SHORT TASK:
Update the material from the line containing "the woman's eye" through the end of the material by replacing "pin" with "marker", keeping everything else unchanged. Return only those lines.

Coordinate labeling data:
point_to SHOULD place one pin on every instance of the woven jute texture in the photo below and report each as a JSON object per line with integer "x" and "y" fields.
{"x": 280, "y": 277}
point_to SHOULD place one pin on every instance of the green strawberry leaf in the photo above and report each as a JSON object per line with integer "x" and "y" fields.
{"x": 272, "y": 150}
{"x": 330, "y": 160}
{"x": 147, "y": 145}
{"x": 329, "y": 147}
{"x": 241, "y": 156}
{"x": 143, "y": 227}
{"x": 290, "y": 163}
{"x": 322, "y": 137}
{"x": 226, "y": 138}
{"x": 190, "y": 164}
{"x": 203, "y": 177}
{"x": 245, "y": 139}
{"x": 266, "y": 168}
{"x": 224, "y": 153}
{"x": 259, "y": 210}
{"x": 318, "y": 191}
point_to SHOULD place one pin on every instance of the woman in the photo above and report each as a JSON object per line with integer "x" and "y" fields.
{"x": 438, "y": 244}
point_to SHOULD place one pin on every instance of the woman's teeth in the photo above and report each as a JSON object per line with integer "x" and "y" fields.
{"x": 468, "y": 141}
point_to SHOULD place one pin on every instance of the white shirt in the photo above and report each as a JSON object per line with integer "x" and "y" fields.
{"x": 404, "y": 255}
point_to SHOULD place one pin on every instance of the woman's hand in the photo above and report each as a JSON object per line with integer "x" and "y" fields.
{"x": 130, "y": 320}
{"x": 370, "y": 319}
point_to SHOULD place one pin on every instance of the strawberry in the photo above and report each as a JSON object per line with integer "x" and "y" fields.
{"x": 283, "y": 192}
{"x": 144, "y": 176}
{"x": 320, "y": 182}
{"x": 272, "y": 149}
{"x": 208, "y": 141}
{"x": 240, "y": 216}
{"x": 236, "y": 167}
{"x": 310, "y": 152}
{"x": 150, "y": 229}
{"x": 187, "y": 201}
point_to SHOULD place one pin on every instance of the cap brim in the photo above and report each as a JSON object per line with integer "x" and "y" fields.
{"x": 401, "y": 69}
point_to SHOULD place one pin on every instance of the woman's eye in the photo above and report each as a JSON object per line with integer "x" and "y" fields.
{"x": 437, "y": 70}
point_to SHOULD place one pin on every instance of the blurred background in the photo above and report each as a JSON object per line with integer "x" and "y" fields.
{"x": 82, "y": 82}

ANSWER TO THIS EXERCISE:
point_to SHOULD place one marker on every instance of the woman's eye in the photo above and report each as a JSON object per line with integer "x" and "y" fields.
{"x": 437, "y": 70}
point_to SHOULD place one marker on every instance of the blurred background in the photo above and report each as a JSON object per line with integer "x" and "y" fields.
{"x": 82, "y": 82}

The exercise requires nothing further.